Finde in den Einträgen unten jede Zeile, in der das Wort „sign“ steht, und schreib diese Zeilen ab.

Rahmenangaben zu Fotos

• • • •

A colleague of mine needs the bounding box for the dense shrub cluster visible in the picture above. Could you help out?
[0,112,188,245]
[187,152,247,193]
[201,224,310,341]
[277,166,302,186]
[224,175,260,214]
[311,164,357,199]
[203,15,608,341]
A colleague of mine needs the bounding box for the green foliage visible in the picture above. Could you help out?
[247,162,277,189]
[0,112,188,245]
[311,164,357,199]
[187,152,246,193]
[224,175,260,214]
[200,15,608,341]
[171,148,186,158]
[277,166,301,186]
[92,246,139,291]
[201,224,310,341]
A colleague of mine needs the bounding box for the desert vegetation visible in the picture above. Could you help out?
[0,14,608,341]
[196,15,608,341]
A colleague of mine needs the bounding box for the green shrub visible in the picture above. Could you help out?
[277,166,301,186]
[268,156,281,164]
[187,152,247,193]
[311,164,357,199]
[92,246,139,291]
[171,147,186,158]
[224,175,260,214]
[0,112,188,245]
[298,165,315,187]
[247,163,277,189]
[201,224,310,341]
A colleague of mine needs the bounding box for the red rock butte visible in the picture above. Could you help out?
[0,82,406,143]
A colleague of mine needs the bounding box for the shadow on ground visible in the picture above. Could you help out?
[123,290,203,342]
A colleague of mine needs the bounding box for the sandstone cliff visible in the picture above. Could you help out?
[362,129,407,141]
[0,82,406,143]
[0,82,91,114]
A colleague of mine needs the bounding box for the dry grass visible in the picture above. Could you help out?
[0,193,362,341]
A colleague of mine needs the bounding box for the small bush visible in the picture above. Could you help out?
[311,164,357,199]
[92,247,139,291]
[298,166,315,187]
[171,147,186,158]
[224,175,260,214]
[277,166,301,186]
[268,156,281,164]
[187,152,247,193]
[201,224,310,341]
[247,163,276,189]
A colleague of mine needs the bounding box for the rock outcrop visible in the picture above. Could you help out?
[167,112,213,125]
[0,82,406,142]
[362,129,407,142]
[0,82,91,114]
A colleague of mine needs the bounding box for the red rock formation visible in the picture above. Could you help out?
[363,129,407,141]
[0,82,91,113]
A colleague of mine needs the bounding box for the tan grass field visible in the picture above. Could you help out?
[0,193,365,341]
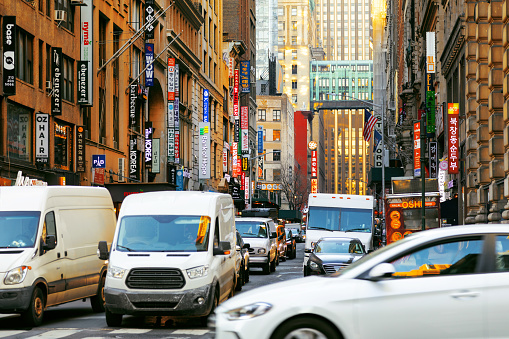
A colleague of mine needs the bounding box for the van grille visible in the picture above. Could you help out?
[126,268,186,290]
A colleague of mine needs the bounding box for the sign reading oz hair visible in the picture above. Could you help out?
[2,16,16,96]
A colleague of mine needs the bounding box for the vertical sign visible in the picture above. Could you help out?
[35,113,49,164]
[240,60,251,93]
[76,126,85,172]
[145,43,154,87]
[51,47,62,115]
[2,16,16,96]
[145,0,155,40]
[258,126,263,154]
[429,141,438,179]
[414,122,421,178]
[145,122,153,169]
[423,32,436,134]
[78,0,94,106]
[168,58,175,101]
[198,122,210,179]
[151,139,161,173]
[240,106,249,153]
[203,88,209,122]
[447,103,459,174]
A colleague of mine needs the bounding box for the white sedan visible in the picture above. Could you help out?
[210,224,509,339]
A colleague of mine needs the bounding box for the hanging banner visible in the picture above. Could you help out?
[78,0,93,106]
[2,16,16,96]
[203,88,209,122]
[447,103,459,174]
[145,43,154,87]
[51,47,62,115]
[35,113,49,164]
[145,0,157,40]
[429,141,438,179]
[145,121,153,169]
[150,139,161,173]
[168,58,175,101]
[76,126,85,172]
[198,122,210,179]
[240,60,251,93]
[414,122,421,178]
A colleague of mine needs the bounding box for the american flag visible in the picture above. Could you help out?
[362,109,378,142]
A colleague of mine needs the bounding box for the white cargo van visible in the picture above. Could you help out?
[0,186,116,326]
[99,191,236,326]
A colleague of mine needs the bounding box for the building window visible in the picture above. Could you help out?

• • • •

§ **Schriftliche Antwort**
A colleague of mine needs the bounding box for the sign reading oz hair visible in the picture above. Could you help out?
A colleague of mine needs the bounding box for the vertical sign visible in the picture above. Could you help out?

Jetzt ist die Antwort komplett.